_SOURCE PASSAGE_
--------
A host of medical professionals met in Queenstown for the annual Ecmo Symposium, focused on improving the skills of New Zealand medical professionals, with help from a global team, in using the artificial heart-lung machine.
Ecmo, or extracorporeal membrane oxygenation, is used to treat severely unwell patients who cannot be supported with conventional ICU treatments, such as those who have suffered a heart attack, are hypothermic, or have severe asthma.
Dunedin Hospital intensive care specialist Dr Stefan Wiebe, the Ecmo lead and symposium organiser, said Ecmo was similar to technology used in cardiac theatres when a heart operation was occurring, but a "more sustainable form that you can do for a couple of days, or in an intensive-care format ... to allow organs to recover".
For a patient who had suffered hypothermic cardiac arrest, for example, ideally, treatment should be initiated within 60 minutes.
Over the past couple of years there had been a concerted effort to establish a regional network throughout New Zealand to increase accessibility to the service.
"Dunedin started that about two and a-half years ago ... and we have people from all other cardiac centres [at the symposium], from Waikato, Wellington and Christchurch, with their Ecmo teams, to start learning this and implementing it," Dr Wiebe said.
--------
_SUPPLIED ENTRIES_
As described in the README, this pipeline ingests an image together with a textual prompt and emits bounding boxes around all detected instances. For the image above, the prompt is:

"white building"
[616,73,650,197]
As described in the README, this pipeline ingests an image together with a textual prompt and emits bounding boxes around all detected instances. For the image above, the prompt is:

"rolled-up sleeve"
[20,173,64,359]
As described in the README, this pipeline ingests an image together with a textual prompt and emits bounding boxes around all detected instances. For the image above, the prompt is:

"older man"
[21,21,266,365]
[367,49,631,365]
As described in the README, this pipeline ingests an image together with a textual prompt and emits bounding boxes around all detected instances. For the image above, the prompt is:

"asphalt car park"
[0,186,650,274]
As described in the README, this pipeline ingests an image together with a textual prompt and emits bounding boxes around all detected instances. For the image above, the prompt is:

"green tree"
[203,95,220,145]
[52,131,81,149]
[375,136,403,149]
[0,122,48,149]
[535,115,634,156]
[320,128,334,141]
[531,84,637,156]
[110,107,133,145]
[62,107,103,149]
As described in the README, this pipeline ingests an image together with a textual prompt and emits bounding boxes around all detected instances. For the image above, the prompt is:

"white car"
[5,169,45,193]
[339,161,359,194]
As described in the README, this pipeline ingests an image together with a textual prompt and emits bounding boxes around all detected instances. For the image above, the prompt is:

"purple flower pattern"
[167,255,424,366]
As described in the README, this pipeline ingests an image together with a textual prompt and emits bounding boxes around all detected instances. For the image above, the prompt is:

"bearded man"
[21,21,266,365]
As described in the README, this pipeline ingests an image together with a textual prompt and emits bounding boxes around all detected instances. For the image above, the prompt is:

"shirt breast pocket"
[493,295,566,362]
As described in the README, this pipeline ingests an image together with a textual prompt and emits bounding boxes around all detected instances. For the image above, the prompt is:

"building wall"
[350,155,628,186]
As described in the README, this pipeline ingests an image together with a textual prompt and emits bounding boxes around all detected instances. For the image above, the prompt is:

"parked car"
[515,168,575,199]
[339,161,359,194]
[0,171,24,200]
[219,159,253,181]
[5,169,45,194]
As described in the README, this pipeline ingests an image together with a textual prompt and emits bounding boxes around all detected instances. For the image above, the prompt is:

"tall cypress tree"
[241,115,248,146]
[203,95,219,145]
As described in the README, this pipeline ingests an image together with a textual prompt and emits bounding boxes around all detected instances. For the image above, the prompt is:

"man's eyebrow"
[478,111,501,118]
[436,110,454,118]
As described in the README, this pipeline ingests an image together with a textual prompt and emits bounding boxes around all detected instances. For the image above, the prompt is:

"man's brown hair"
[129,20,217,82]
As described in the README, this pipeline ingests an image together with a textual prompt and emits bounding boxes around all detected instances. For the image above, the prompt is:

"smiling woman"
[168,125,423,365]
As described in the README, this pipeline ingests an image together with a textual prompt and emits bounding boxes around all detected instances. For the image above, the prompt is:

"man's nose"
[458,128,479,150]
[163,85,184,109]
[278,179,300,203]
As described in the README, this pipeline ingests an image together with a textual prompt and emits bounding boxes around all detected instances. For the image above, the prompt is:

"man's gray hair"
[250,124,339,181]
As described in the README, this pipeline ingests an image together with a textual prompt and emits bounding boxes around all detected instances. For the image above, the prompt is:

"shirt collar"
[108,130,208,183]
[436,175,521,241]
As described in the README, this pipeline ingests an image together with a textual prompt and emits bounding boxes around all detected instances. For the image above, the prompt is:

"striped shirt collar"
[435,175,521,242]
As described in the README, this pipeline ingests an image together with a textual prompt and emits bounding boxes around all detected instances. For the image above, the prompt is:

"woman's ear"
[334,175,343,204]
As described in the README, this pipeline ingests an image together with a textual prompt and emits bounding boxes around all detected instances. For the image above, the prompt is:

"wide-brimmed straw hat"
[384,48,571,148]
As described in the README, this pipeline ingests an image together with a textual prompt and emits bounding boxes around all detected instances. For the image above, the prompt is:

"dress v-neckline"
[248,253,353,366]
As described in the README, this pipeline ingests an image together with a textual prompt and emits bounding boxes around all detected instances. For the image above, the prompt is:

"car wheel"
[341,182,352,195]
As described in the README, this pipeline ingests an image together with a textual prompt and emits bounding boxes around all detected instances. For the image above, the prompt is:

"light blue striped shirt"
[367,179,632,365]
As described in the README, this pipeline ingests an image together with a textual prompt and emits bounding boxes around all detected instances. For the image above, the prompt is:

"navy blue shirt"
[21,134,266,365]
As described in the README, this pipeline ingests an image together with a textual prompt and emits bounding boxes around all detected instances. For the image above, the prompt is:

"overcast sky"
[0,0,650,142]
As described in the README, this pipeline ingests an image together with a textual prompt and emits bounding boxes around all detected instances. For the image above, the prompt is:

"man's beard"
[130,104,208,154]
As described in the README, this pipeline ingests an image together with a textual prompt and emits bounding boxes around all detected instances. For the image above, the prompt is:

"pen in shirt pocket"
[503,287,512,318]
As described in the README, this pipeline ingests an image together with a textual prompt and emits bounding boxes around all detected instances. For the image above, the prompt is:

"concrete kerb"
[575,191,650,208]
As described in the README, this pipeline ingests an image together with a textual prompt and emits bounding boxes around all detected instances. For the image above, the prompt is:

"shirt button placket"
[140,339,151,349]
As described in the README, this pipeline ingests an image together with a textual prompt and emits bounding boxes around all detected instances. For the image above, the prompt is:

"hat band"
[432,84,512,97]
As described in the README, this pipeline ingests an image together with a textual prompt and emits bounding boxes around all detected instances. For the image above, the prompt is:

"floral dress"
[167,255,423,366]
--------
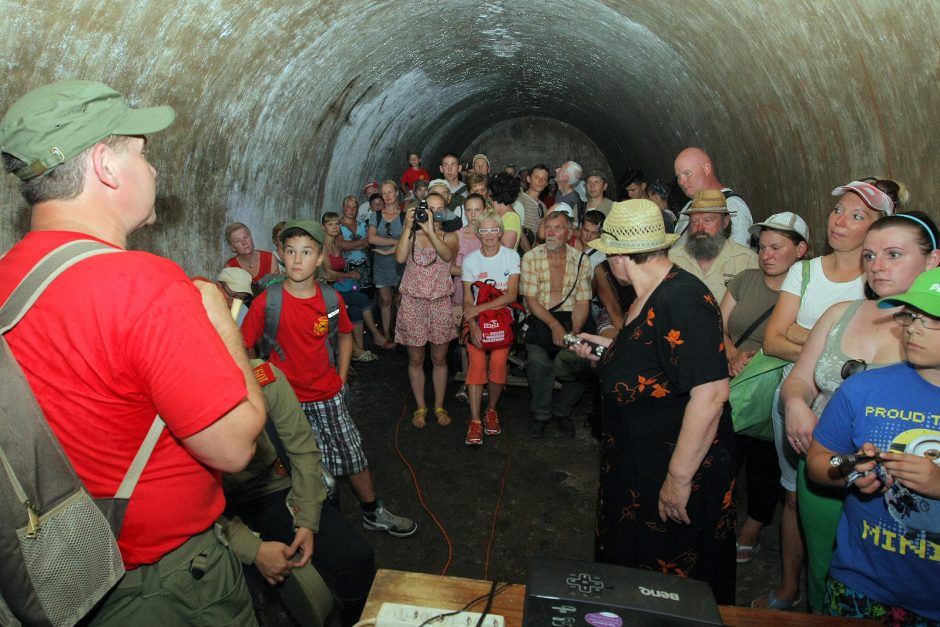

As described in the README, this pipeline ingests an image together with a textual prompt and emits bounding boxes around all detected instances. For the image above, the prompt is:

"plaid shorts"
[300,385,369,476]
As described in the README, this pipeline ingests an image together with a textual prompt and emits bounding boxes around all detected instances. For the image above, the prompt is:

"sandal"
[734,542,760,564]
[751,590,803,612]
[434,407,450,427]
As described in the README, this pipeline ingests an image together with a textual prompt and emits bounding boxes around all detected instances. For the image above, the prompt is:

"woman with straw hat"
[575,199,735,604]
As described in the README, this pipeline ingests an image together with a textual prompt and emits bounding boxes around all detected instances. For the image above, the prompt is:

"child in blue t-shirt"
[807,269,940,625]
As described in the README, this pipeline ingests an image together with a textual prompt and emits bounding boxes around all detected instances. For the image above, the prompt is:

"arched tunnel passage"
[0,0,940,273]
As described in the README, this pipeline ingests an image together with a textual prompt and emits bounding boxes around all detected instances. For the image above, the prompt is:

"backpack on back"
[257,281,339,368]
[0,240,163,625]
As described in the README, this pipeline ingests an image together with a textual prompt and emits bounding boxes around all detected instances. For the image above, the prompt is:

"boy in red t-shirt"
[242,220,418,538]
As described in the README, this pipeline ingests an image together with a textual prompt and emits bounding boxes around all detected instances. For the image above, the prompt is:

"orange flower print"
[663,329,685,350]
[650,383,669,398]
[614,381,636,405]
--------
_TASKS FOR THIS EXERCISE_
1 – In the Ecmo article, rewrite the stretch from "For a patient" through "to the service.", replacing "60 minutes" with "an hour".
2 – List every place name that appears in the Ecmo article.
3 – Pick up the article about the Ecmo symposium where it stops.

_ANSWERS FOR EACH ITEM_
1 –
For a patient who had suffered hypothermic cardiac arrest, for example, ideally, treatment should be initiated within an hour.
Over the past couple of years there had been a concerted effort to establish a regional network throughout New Zealand to increase accessibility to the service.

2 –
Queenstown
New Zealand
Dunedin
Waikato
Wellington
Christchurch

3 –
In Dunedin, medical staff worked closely with HeliOtago and the Helicopter Emergency Service (Hems) to have the technology set up to be mobile so they could take everything they needed "within minutes" and fly anywhere in the Southern region to provide the treatment.
The simulation at Tarras on Wednesday night involved the rescue of a hypothermic patient drowning in a pond.
Mediquip’s Bronwyn O’Hara, of Brisbane, said "Bob", an ultrasound simulator made by CAE Healthcare, taught transthoracic, transoesophageal, abdominal and lung ultrasound, using a "very clever" tracking system.
"There’s no anatomy, nothing inside the body, just very clever software that tracks where you are, so you can teach learners how to interpret an ultrasound image on a 2D screen."
Dr Wiebe said because Ecmo was only being used about 50 times a year across New Zealand at present it was important staff continued training to maintain their skills, which was why the symposium — provided "basically for free" thanks to sponsorship — was so important.